__EXERCISE DIRECTIONS__.
Could you reproduce, exactly and alone, the lines running from the one with "green plant, then" to the end of the data below?

__TASK MATERIAL__.
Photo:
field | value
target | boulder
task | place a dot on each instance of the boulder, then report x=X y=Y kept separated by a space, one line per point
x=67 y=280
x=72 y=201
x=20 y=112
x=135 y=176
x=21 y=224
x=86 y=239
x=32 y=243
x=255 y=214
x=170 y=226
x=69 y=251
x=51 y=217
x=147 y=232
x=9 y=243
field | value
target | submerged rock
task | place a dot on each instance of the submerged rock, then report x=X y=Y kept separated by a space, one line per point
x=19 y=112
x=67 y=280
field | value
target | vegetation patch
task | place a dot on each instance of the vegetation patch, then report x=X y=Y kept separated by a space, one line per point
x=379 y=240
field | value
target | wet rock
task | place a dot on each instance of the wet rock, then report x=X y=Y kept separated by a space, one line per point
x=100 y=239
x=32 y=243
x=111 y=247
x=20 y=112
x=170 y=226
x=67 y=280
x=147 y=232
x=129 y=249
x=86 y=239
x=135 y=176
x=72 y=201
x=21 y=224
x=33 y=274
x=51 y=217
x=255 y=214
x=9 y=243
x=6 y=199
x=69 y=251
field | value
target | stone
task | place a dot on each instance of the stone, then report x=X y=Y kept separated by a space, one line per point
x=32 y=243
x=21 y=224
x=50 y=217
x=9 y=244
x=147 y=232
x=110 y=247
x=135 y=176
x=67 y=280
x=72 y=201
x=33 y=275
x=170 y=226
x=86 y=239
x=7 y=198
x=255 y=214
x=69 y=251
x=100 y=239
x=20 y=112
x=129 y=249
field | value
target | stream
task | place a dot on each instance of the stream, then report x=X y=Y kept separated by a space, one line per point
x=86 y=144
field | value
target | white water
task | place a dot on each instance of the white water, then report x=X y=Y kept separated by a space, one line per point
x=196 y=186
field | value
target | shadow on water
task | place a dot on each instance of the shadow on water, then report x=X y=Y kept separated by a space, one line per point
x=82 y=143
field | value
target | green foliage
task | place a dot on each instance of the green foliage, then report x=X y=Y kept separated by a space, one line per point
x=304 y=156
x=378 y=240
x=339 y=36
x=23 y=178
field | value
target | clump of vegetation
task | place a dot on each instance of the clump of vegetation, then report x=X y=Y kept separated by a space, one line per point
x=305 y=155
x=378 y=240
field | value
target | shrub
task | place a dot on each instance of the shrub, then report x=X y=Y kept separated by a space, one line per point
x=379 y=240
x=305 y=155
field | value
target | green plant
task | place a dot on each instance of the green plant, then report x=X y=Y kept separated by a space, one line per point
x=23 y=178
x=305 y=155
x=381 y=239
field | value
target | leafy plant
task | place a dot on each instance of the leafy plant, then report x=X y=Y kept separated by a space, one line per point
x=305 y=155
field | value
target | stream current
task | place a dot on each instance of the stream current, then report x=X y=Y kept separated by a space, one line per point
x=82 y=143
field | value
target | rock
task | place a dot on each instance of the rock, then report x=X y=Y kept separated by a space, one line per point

__RESPONSE TO THIS TASK__.
task | place a dot on each instance of the green plant, then report x=X y=Y kept separated by a space, one line per point
x=23 y=178
x=305 y=155
x=381 y=239
field | value
target | leafy plant
task | place a dot on each instance of the leafy plant, then report x=X y=Y kept separated by a space, one line per point
x=305 y=155
field | value
target | stream current
task | place a dot on each instance of the stream current, then report x=X y=Y kept separated by a space, one line per point
x=82 y=143
field | value
target | rock
task | place a dot on each instance of the rock, then report x=X y=Y kept separated by a space, one line per point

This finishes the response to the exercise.